Input Block Start

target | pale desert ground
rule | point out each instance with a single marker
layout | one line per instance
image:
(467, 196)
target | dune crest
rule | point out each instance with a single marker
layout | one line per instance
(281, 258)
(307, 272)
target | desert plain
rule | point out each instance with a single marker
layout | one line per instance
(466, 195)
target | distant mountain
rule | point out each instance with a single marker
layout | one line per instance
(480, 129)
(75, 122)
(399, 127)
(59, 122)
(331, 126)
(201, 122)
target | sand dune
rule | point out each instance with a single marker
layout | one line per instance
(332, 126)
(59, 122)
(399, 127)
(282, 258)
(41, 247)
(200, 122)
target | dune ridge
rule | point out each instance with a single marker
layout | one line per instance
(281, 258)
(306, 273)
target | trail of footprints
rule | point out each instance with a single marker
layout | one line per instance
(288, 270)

Input Block End

Exercise directions: Reproduce all of the records, keeping every character unchanged.

Your response:
target | pale desert ground
rule | point out each instance with a single marker
layout | one line per instance
image:
(467, 196)
target | dune crest
rule | point out each instance with a single marker
layout | one line per instance
(281, 258)
(307, 272)
target | desert plain
rule | point out each instance with a single marker
layout | one line per instance
(466, 195)
target | distant mountain
rule | point out each instance with a single marker
layout | one line per instance
(480, 129)
(75, 122)
(399, 127)
(59, 122)
(331, 126)
(201, 122)
target | sand dune
rule | point out each instance with a single marker
layout | one line per instance
(332, 126)
(59, 122)
(399, 127)
(282, 258)
(41, 247)
(200, 122)
target | dune ridge
rule | point out each instance with a single marker
layout | one line per instance
(281, 258)
(306, 273)
target | trail of footprints
rule | point out each instance with a single marker
layout | one line per instance
(288, 270)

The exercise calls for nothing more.